◆ TEXT UNDER STUDY ◆
53 people dead or missing after migrant boat capsizes in Mediterranean | Migration


Fifty-three people are dead or missing after a boat capsized in the Mediterranean Sea off the Libyan coast, the UN migration agency said on Monday. Only two survivors were rescued.

The International Organization for Migration said the boat overturned north of Zuwara on Friday, in the latest disaster involving people attempting the perilous Mediterranean crossing in the hope of reaching Europe.

In a statement, the IOM said: “Only two Nigerian women were rescued during a search and rescue operation by Libyan authorities.” It added that one of the survivors said she lost her husband and the other said she lost her two babies in the tragedy.

The agency said its teams provided the survivors with emergency medical care upon disembarkation. “According to survivor accounts, the boat – carrying migrants and refugees of African nationalities departed from Al-Zawiya, Libya, at around 11pm on February 5. Approximately six hours later, it capsized after taking on water,. IOM mourns the loss of life in yet another deadly incident along the Central Mediterranean route.”

The Geneva-based agency said trafficking and smuggling networks were exploiting migrants along the route from north Africa to southern Europe, profiting from dangerous crossings in unseaworthy boats while exposing people to “severe abuse”.

(Recorded data)
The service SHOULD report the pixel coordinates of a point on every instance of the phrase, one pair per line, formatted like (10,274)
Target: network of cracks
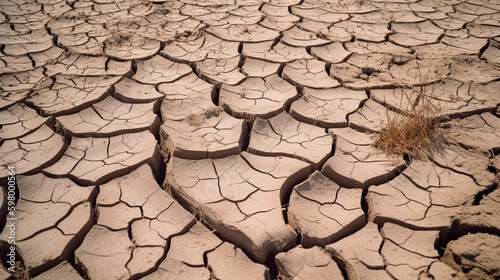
(234,139)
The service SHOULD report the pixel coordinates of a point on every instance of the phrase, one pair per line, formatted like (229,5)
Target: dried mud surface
(231,139)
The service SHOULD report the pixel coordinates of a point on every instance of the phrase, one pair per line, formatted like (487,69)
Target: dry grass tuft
(416,131)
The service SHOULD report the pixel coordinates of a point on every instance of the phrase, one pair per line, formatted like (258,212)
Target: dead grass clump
(416,130)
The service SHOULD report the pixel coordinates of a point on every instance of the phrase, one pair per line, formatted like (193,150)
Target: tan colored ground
(232,139)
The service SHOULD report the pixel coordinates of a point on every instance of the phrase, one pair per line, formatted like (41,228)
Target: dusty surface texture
(232,139)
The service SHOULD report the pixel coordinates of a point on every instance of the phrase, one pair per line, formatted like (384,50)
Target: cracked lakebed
(181,139)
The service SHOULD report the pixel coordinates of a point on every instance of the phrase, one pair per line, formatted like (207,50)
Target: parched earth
(232,139)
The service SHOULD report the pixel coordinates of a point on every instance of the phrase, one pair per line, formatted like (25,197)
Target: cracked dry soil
(232,139)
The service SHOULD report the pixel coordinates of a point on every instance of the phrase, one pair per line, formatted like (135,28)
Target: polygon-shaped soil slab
(31,42)
(371,32)
(475,254)
(30,153)
(327,107)
(413,72)
(479,132)
(83,65)
(190,95)
(472,69)
(202,47)
(371,117)
(54,244)
(192,254)
(364,71)
(19,120)
(407,253)
(98,160)
(104,246)
(110,117)
(492,53)
(351,7)
(483,30)
(356,163)
(128,90)
(364,48)
(282,135)
(209,134)
(333,53)
(279,53)
(159,70)
(318,14)
(359,254)
(323,212)
(310,73)
(471,162)
(415,34)
(13,64)
(9,98)
(55,214)
(243,33)
(312,263)
(300,38)
(62,271)
(150,215)
(280,23)
(241,197)
(217,71)
(259,68)
(480,218)
(21,81)
(228,261)
(127,47)
(70,94)
(425,196)
(257,97)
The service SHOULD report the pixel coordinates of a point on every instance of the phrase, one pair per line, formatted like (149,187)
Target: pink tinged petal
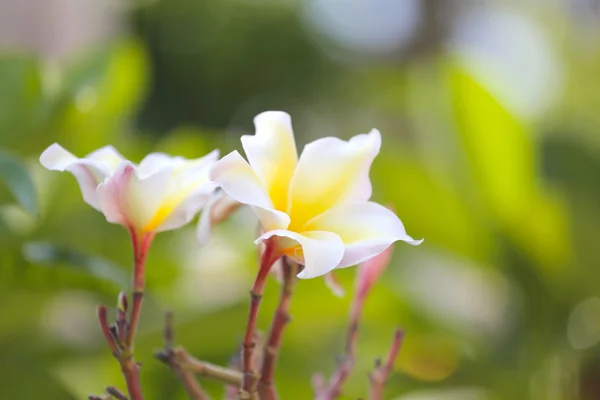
(189,189)
(318,251)
(331,171)
(129,200)
(366,229)
(186,210)
(240,182)
(272,154)
(89,173)
(334,285)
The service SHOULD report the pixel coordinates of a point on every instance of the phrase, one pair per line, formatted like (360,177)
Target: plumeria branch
(250,379)
(116,393)
(280,320)
(185,367)
(120,336)
(381,372)
(168,356)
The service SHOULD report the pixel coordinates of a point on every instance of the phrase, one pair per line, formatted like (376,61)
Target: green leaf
(16,178)
(503,159)
(47,254)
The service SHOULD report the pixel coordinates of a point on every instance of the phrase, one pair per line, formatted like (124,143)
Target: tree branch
(381,372)
(250,377)
(168,356)
(280,320)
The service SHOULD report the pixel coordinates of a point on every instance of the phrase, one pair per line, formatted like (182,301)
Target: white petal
(188,191)
(129,200)
(89,173)
(107,156)
(366,228)
(334,285)
(331,171)
(186,210)
(272,154)
(318,251)
(238,180)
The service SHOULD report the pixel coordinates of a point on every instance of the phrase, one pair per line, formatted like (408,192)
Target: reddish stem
(334,388)
(280,320)
(249,383)
(105,328)
(131,372)
(141,244)
(381,373)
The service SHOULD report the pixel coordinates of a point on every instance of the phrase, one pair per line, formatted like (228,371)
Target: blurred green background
(490,116)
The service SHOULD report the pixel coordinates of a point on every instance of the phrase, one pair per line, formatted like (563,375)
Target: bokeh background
(490,113)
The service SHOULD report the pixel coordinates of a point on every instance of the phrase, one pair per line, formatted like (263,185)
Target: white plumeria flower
(159,194)
(316,205)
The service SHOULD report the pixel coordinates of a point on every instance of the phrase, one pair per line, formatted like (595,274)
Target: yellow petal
(330,171)
(272,154)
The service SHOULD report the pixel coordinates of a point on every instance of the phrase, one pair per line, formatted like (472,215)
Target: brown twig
(232,391)
(168,356)
(120,336)
(381,372)
(116,393)
(333,389)
(368,273)
(250,378)
(280,320)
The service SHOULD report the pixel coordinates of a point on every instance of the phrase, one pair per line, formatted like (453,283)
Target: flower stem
(280,320)
(333,389)
(250,378)
(381,372)
(120,337)
(141,245)
(185,376)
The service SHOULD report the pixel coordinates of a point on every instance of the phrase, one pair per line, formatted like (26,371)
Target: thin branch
(333,389)
(206,369)
(368,273)
(381,372)
(232,391)
(280,320)
(250,377)
(105,328)
(116,393)
(140,246)
(167,356)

◆ TASKS ◆
a) According to the news report on the capsized migrant boat, from which place did the boat depart?
b) List every day of the week or calendar date mentioned in the news report on the capsized migrant boat.
c) Carry on the news report about the capsized migrant boat from the point where its text ends.
The recorded data is separate material and has no connection to the news report.

◆ RESULTS FOR THE EXERCISE ◆
a) The boat departed from Al-Zawiya, Libya.

b) Monday, Friday, February 5

c)
It called for stronger international cooperation to tackle the networks alongside safe and regular migration pathways to reduce risks and save lives. The IOM fears that hundreds of people have died since the start of the year attempting to cross the Mediterranean amid harsh weather conditions on the dangerous crossing.

A spokesperson for the European Commission said Brussels was trying to address the root causes of irregular migration and promote legal, safe and orderly pathways to the European Union. “These tragic events once again underline the need to intensify joint efforts with our partners, including Libya, to prevent such dangerous journeys and to combat the criminal networks of migrant smugglers that put lives at risk,” they told Agence France-Presse.

Between the start of 2014 and the end of 2025, more than 33,000 migrants died or went missing in the Mediterranean, according to the IOM’s Missing Migrants Project.

Last year, it recorded 1,873 missing or dead in the Mediterranean, including 1,342 on the central route.